***** Information

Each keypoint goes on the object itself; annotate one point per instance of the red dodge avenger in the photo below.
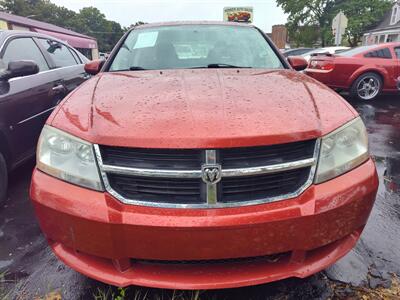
(364, 71)
(198, 158)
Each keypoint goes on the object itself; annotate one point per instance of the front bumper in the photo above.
(131, 245)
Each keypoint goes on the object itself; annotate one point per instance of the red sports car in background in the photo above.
(364, 71)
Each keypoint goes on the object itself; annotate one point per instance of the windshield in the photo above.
(357, 50)
(195, 46)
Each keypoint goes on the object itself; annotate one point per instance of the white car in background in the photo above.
(327, 50)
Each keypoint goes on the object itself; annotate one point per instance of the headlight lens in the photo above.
(342, 150)
(68, 158)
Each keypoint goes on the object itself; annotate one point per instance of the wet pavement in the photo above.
(28, 269)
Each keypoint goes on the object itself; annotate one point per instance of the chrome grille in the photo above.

**********

Required action —
Repeat all of the records verbatim, leaving out the pictures.

Expected answer —
Each keypoint goes on the object itself; annotate one point per instance of the red dodge avenger in the photo below.
(364, 71)
(198, 158)
Each keypoint goes on the object itself; annotate one point per instance of the front bumper in the photo above.
(131, 245)
Each keypoint goes on the object itself; annotate one point per instance of the red sports car in background in the photo above.
(364, 71)
Each keypoint goes on the object itself; annotate one point per instance of the windshield in the photo above.
(357, 50)
(195, 46)
Each keypoint goes on the object itself; annotate one point per instance of the white car in background in the photo above.
(327, 50)
Each keypoint goes on the object itself; annotate one point per instance of the headlight lens in the photo above.
(342, 150)
(68, 158)
Each keypoint goes on the object itself; annotate one point per instance of the wet pavement in the photo above.
(28, 269)
Each keypoint goes on the object itself; annotate one point per instance of the chrome grille in the photo above.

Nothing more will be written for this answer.